How Divorce Made Me A Better Mommy

by Amber Pittman
Originally Published: 
A mother and her son sitting in a meadow, blowing dandelions as divorce has made her a better mommy
© Shutterstock

When my ex-husband first told me he wanted a divorce, I thought my life was over. I was terrified. Not just of being single for the first time in more than a decade, but because I had a toddler. How was I supposed to navigate an busy career as a reporter, single mom and general human all on my own? That divorce request was the end of my life four years ago, but what it really became was the beginning of a more fulfilling and awesome life than I ever could have imagined, and the beginning of me going from being a good Mom to an amazing one.

It made me stronger.

Most people would have wallowed, and believe me, I did my share, but I had a 3-year-old little boy at home, who was confused and having nightmares and wondering where the hell his Daddy was. He didn’t know what a divorce was. He didn’t know why things were different. So I didn’t have the luxury of breaking the fuck down. I worked close, so for a couple of weeks I would come home at lunch every day and take an hour-long nap. Me, of the perpetual insomnia, who could not fall asleep without watching television, would lie on the couch and give in to my depression. That way, when it was time to turn on Mom mode, I was ON. My son might have been confused and missing his Daddy, but Mommy was home and better than ever.

It made me more confident.

Not at first, of course. I struggled with why I was unloveable, what was wrong with me, what I was LACKING that made me so easy to walk away from. I had always been the girl, and then the woman, who craved for my husband to tell me I looked nice. Who craved that desire. And he was a man of few words and fewer actions. I didn’t really realize it, but while he was busy falling out of love with me, I was busy doing the same thing. I just wasn’t confident enough to admit it. And when I was alone, I was finally able to realize that I didn’t need anyone to tell me when I looked good, when I was good, what I felt and what I wanted. I was cool doing that on my own. I was cute with a head cold wearing yoga pants. I turned some heads despite the few pounds of baby weight that had settled in. I didn’t need to depend on anyone else for my sense of worth. That in itself was a fucking epiphany.

It made me more aware.

I became hyper aware of what I didn’t want. Before, I wanted so much to raise my son in a home with a Mommy and a Daddy and all of the love that I had lacked living without my Dad around as I grew up. But having my hand forced made me realize what I was and was not going to tolerate – from anyone. When my ex-husband got snippy with me, I put his ass in his place. When I went on a date and was bored out of my mind, I declined to accept a second one, or to give anyone a good-night kiss just because he bought my dinner. I became aware of how smoking hot I was. I was a MILF, and it was glorious. Still is.

It made me a better Mom.

I was a good Mom, but I became an even better one – probably to make up for the fact that I was partly to blame for the divorce. There were two of us in the marriage, and I was guilty in my own ways for letting it fall apart. I cherished every moment with my son. We played games, we went on adventure walks, we had long (ridiculous) conversations about how to tell an evil squirrel from a good one (evil ones have red eyes, according to my child), and we slowly began to mold our life into one that worked for us. It made me cherish him more because he was the best thing to come from my marriage, and I am sure it made him cherish me more, because it was always me. The 3 a.m. ER visit for an ear infection, the doctor’s appointments, the class projects, the school recitals, the homework – Mom was always right there, not a phone call away, but right there.

**Prompt**
Translate this sentence from the divorce essay into Spanish: "I didn't need to depend on anyone else for my sense of worth."

[Dataset entries]

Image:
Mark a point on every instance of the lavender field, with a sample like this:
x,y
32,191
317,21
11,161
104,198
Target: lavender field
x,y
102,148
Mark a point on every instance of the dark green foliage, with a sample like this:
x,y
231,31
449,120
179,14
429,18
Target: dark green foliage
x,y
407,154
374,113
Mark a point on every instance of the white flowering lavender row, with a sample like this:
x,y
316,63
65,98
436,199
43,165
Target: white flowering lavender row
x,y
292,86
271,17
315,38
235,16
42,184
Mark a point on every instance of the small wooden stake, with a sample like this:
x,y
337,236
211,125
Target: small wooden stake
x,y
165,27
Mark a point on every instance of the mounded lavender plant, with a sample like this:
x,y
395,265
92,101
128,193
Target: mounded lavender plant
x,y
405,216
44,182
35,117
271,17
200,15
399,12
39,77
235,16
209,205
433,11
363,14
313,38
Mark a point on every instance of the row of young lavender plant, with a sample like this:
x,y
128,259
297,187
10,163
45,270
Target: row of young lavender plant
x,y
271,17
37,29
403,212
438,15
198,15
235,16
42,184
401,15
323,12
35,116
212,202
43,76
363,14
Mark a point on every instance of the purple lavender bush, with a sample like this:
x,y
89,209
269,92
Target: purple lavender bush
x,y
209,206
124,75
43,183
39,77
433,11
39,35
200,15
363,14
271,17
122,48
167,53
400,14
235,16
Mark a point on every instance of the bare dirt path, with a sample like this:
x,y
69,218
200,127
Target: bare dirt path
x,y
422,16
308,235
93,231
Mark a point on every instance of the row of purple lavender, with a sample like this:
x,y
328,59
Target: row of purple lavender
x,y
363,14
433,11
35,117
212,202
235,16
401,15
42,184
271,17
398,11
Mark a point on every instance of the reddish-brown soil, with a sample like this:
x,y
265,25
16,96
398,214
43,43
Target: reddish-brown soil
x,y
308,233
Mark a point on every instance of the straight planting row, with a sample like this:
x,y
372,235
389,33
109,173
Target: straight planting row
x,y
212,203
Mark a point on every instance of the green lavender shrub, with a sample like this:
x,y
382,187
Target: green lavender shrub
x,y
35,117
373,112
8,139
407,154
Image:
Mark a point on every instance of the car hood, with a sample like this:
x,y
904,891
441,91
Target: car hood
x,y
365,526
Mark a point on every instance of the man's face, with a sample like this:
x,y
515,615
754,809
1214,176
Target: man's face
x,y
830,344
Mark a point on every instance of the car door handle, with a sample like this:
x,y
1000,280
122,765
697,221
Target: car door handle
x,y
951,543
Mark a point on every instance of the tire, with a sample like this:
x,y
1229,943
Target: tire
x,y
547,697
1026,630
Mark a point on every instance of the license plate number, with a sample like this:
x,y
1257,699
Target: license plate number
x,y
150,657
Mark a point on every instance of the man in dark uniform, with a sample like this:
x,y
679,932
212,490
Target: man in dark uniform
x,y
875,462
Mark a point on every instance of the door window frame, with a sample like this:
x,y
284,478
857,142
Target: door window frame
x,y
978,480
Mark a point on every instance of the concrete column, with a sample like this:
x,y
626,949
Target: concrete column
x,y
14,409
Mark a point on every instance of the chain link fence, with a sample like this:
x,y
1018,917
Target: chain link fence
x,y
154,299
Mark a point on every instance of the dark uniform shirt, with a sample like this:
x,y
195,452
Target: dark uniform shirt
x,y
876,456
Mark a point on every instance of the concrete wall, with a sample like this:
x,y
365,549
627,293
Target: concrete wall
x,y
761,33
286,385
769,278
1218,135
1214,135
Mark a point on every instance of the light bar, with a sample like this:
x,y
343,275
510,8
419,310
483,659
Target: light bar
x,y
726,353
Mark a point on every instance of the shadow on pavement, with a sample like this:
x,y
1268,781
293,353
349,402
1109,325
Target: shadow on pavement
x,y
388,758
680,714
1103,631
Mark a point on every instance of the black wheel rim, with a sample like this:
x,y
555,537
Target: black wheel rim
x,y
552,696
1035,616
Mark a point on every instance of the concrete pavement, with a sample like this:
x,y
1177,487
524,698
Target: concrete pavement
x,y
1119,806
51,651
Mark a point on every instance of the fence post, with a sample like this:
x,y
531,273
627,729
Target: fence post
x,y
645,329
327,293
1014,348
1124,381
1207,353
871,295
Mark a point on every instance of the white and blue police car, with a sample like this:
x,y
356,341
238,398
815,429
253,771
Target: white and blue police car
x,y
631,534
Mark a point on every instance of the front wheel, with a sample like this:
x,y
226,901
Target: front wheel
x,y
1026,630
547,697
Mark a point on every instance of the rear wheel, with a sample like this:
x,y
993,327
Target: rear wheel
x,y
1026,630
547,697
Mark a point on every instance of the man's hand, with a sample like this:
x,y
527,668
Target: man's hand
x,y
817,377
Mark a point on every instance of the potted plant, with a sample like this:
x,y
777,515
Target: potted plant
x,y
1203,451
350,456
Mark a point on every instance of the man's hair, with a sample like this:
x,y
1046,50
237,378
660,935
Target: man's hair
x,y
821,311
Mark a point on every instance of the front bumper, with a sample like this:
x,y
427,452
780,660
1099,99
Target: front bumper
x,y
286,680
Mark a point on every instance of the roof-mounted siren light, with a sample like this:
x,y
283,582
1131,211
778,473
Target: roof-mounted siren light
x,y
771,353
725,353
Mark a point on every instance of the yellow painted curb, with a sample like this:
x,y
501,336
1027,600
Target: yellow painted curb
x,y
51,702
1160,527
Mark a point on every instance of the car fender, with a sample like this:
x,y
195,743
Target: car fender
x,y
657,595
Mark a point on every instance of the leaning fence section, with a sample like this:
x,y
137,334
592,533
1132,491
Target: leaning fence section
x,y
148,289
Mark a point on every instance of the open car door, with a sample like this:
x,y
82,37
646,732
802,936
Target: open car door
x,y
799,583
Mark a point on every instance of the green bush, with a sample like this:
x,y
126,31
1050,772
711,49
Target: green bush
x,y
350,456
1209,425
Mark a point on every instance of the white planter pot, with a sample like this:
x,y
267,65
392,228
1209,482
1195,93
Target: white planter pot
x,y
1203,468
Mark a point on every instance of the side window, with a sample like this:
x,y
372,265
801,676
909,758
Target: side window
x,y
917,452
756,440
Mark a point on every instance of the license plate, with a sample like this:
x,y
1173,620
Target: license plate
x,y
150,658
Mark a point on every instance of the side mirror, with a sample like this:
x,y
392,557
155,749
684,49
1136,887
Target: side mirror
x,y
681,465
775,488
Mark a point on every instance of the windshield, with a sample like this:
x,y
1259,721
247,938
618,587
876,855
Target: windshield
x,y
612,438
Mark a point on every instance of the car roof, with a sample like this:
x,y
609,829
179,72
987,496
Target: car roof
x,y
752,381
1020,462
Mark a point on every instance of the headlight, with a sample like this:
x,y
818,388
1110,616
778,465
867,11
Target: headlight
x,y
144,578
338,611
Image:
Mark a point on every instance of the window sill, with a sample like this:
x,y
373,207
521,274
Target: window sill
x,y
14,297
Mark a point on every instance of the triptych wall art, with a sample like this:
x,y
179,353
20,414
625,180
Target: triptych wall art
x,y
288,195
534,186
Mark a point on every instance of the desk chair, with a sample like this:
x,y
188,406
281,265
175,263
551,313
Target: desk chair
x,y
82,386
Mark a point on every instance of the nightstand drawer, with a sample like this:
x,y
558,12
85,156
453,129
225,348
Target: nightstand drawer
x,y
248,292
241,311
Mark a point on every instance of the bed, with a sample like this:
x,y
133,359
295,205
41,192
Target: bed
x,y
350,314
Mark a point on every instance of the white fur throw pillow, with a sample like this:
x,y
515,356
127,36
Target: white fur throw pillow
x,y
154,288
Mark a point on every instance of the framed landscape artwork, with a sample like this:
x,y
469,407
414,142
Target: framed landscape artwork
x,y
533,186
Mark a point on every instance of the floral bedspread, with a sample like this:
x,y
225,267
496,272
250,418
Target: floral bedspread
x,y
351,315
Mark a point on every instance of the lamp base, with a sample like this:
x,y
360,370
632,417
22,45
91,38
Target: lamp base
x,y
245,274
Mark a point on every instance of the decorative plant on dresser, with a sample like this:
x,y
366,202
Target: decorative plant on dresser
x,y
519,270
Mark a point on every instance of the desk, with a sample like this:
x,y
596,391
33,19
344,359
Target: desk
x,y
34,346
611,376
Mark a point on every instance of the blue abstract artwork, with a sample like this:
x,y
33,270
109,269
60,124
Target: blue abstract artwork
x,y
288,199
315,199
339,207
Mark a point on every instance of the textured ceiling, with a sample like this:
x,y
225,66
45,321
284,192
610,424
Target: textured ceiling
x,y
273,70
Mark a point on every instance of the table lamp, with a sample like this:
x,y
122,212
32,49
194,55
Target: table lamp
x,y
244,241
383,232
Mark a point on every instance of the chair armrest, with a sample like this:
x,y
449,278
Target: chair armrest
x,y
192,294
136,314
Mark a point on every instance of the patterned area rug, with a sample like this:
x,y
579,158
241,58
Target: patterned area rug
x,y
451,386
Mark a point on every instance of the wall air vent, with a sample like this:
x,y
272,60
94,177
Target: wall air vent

**Solved problem**
No necesitaba depender de nadie más para mi sentido de valía personal.